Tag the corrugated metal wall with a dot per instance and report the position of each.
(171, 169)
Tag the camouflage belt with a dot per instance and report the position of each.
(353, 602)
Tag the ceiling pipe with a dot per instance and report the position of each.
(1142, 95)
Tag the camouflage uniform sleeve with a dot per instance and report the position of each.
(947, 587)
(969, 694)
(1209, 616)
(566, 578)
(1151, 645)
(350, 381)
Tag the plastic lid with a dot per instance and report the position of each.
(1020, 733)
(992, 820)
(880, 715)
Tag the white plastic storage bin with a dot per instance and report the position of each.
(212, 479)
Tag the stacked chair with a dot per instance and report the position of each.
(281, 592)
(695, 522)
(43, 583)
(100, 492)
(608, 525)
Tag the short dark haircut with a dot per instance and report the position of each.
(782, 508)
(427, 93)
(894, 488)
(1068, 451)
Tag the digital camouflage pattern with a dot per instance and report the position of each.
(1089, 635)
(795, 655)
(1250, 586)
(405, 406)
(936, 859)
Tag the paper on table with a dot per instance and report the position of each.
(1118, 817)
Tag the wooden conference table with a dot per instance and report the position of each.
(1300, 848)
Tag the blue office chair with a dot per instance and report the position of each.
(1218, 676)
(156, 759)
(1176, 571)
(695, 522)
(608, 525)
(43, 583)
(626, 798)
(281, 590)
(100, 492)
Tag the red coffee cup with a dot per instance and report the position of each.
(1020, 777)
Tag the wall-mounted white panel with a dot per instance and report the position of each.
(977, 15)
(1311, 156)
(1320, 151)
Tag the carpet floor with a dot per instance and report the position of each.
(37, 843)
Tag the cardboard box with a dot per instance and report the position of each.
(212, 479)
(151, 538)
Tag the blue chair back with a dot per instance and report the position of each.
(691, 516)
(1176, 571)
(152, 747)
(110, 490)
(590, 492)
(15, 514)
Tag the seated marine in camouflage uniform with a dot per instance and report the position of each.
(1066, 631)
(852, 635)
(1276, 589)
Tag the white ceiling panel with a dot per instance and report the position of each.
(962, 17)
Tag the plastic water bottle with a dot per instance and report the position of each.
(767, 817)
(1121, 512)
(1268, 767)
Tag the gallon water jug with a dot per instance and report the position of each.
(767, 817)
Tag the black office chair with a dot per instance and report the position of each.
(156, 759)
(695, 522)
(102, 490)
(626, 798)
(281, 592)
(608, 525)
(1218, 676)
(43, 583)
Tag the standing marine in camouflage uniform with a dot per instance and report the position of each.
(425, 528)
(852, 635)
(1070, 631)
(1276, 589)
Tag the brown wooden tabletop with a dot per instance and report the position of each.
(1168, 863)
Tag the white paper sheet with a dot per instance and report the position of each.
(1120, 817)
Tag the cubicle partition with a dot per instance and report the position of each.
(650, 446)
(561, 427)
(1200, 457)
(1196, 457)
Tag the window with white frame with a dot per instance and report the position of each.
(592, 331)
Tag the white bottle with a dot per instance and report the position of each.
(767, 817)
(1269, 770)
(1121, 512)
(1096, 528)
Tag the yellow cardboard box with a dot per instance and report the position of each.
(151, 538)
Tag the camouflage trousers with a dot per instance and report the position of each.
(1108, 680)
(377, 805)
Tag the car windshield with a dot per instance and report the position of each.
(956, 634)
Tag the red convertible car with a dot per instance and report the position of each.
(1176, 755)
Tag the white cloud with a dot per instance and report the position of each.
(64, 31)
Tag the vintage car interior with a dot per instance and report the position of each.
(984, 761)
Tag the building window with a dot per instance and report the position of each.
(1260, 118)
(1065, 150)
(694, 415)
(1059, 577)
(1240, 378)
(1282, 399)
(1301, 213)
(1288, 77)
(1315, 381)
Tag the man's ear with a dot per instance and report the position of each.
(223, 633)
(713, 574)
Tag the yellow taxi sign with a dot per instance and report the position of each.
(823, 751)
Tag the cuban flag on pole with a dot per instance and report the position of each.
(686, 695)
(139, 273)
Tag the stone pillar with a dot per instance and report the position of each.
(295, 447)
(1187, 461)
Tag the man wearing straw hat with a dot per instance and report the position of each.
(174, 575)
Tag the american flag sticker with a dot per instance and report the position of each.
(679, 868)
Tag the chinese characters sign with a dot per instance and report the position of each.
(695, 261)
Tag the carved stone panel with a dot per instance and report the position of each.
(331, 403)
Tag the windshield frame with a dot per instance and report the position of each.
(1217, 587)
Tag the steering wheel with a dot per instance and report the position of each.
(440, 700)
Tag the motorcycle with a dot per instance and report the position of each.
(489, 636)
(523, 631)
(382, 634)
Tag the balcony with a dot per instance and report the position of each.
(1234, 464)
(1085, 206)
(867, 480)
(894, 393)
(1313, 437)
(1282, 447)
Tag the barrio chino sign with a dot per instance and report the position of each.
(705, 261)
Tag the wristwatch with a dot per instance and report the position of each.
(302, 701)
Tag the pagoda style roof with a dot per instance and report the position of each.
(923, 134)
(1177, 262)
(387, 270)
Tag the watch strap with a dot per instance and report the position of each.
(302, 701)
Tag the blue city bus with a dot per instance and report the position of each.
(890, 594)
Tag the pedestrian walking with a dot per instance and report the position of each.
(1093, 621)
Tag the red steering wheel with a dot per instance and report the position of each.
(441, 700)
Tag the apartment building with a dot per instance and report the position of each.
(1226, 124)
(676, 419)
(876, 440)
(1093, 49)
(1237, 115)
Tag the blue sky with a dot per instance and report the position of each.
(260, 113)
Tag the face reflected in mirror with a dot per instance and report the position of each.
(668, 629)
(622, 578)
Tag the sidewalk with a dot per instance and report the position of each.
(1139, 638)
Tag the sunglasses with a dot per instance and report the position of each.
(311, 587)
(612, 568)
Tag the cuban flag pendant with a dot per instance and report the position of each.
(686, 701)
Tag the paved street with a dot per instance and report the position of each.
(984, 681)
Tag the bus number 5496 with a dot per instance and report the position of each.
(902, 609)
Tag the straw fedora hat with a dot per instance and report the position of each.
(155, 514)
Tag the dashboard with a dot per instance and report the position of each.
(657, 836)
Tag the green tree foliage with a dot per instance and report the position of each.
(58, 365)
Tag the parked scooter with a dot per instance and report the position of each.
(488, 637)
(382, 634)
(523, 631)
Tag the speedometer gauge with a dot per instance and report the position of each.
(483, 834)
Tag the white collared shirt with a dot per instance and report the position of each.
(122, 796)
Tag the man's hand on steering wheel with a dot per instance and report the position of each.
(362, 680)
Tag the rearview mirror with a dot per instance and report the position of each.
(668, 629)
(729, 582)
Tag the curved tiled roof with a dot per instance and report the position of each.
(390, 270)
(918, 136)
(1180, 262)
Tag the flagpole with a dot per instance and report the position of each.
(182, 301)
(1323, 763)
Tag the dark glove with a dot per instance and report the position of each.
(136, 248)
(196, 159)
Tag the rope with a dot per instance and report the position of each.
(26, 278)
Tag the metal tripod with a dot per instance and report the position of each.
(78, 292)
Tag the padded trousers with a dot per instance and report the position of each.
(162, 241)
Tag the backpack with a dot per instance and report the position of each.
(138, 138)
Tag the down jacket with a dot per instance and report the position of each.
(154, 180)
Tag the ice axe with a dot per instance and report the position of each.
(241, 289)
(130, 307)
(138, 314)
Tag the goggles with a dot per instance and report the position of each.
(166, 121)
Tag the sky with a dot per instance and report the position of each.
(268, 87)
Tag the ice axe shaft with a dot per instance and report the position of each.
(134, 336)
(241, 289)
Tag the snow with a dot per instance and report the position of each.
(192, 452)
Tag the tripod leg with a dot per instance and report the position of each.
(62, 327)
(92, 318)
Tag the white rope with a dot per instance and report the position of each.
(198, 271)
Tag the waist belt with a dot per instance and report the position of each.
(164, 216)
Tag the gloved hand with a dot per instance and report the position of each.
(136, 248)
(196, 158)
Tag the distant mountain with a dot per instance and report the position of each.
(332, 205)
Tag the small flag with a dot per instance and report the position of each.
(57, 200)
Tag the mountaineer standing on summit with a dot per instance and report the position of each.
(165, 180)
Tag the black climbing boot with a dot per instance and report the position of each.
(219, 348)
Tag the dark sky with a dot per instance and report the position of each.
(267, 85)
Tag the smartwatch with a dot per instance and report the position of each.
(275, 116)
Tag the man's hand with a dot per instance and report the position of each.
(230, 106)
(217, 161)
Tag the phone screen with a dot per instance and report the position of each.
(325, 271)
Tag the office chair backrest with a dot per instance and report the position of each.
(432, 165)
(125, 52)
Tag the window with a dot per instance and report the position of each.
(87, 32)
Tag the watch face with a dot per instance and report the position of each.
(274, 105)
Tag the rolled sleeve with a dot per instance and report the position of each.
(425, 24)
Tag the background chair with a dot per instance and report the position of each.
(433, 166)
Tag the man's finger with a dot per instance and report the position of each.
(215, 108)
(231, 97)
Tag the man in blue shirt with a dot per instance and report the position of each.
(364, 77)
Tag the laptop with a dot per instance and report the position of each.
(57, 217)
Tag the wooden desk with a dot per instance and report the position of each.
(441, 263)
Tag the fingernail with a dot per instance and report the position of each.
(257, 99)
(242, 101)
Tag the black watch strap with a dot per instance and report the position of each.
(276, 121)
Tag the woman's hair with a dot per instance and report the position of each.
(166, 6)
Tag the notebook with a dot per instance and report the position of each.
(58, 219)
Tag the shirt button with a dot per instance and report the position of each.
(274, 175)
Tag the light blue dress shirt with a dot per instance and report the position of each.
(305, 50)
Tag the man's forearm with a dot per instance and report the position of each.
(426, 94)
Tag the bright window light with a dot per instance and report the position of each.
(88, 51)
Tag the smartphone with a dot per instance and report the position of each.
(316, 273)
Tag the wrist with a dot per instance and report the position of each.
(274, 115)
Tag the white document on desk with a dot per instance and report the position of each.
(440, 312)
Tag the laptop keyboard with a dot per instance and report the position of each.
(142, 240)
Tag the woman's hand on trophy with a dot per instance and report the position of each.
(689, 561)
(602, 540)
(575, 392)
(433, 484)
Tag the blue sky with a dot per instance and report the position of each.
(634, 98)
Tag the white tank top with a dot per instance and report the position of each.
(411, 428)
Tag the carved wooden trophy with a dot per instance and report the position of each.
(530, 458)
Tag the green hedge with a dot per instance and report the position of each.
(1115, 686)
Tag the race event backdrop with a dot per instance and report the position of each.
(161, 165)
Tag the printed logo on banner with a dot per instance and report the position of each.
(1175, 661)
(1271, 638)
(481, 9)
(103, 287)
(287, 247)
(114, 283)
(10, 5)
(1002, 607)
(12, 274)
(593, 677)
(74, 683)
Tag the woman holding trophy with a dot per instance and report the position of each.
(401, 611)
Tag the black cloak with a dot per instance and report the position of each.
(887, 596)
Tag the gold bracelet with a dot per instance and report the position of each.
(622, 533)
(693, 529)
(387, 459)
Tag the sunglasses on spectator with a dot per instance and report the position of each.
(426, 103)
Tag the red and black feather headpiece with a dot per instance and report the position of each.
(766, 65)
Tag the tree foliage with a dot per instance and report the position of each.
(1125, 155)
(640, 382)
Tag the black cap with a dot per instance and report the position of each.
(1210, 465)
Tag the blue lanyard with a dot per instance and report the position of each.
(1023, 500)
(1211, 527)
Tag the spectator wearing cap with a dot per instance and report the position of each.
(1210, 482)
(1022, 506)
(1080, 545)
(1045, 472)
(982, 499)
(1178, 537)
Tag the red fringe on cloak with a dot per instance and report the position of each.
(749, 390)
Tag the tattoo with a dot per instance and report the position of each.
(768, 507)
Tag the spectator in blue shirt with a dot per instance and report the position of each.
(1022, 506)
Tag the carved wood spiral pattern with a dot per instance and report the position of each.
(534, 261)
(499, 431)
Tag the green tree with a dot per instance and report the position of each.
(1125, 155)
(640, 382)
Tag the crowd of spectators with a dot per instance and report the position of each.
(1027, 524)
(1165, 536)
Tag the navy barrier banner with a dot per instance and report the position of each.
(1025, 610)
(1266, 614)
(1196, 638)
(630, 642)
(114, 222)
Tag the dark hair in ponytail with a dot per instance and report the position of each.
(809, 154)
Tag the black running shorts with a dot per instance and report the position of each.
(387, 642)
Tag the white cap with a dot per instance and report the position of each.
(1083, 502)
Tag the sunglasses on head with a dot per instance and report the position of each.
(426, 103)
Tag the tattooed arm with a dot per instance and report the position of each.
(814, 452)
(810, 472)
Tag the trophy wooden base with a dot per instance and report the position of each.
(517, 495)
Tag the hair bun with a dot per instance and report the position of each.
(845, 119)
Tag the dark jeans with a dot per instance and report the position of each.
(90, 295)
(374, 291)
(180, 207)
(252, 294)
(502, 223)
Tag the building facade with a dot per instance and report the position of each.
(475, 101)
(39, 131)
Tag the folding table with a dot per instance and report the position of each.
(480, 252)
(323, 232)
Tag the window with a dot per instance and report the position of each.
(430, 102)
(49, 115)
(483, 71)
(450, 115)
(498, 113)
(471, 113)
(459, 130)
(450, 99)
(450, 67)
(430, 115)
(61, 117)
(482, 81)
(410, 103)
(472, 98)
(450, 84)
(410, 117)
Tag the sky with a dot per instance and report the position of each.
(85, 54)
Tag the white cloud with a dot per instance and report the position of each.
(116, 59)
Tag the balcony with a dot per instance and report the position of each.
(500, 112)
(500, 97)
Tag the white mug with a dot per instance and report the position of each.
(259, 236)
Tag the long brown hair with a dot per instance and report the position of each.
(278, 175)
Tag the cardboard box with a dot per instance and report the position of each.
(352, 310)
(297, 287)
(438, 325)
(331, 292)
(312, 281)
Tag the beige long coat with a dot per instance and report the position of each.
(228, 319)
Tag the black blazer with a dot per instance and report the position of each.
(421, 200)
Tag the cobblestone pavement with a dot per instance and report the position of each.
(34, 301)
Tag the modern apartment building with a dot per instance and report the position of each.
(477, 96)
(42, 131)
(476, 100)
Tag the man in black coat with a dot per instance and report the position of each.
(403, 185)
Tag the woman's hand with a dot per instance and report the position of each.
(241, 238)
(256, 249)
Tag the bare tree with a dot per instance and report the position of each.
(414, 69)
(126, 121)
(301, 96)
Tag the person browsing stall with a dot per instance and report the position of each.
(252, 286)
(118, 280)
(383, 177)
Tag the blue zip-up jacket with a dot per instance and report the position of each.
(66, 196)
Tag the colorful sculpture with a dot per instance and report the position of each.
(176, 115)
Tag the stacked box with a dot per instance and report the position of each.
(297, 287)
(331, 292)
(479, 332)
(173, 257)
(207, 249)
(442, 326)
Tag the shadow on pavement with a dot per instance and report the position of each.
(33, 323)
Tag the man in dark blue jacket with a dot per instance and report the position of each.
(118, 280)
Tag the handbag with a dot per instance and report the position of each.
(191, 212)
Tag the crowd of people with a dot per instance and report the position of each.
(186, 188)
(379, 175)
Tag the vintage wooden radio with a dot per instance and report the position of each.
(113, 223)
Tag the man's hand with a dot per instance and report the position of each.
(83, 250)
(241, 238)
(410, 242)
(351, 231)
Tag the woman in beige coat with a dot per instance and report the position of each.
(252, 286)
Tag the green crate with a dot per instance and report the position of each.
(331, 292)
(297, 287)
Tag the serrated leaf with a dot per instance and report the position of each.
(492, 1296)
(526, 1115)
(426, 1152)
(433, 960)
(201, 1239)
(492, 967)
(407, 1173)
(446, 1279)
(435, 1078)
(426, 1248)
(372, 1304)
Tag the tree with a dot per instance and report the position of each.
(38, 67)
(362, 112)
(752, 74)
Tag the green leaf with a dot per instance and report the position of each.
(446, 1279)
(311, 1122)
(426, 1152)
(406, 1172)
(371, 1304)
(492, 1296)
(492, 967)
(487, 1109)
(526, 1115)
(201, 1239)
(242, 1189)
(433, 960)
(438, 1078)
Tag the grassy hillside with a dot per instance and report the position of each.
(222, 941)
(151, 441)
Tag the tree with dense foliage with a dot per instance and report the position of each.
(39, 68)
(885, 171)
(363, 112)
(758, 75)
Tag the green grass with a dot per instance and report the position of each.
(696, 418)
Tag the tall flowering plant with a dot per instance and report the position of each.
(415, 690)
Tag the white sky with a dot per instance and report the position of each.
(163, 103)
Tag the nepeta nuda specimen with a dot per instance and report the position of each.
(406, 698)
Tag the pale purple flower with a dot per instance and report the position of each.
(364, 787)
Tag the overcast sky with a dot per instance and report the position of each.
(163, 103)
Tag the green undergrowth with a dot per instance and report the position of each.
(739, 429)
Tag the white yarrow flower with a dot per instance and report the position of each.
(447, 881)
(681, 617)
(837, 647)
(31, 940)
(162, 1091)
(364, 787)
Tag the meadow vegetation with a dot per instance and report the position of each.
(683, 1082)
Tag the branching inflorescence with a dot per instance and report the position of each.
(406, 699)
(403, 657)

■ **INSTRUCTIONS TO FOLLOW**
List the lines above as a numbered list, from the line with "Tag the camouflage uniform" up to and including the line with "(1020, 777)", leaving out any blank lines.

■ **COMPLETED TASK**
1. Tag the camouflage uniform sleeve with a dot per instance and report the position of each.
2. (947, 587)
3. (969, 694)
4. (1209, 616)
5. (566, 578)
6. (1151, 645)
7. (350, 381)
8. Tag the plastic lid with a dot per instance and report the position of each.
9. (1020, 733)
10. (992, 820)
11. (880, 715)
12. Tag the white plastic storage bin with a dot per instance and report the position of each.
13. (212, 479)
14. Tag the stacked chair with a dot per instance and report the position of each.
15. (281, 592)
16. (695, 522)
17. (43, 583)
18. (100, 492)
19. (608, 525)
20. Tag the short dark haircut with a dot per instance and report the position of each.
21. (782, 508)
22. (427, 93)
23. (894, 488)
24. (1068, 451)
25. Tag the digital camouflage pattern with a dot per instance and report the position of each.
26. (1089, 635)
27. (795, 655)
28. (1250, 586)
29. (405, 406)
30. (936, 859)
31. Tag the paper on table with a dot per instance and report the position of each.
32. (1118, 817)
33. Tag the wooden conference table with a dot per instance and report the position of each.
34. (1300, 848)
35. Tag the blue office chair with a dot per instance and report the position of each.
36. (1218, 676)
37. (156, 759)
38. (1176, 571)
39. (695, 522)
40. (608, 525)
41. (43, 583)
42. (626, 798)
43. (281, 590)
44. (100, 492)
45. Tag the red coffee cup with a dot per instance and report the position of each.
46. (1020, 777)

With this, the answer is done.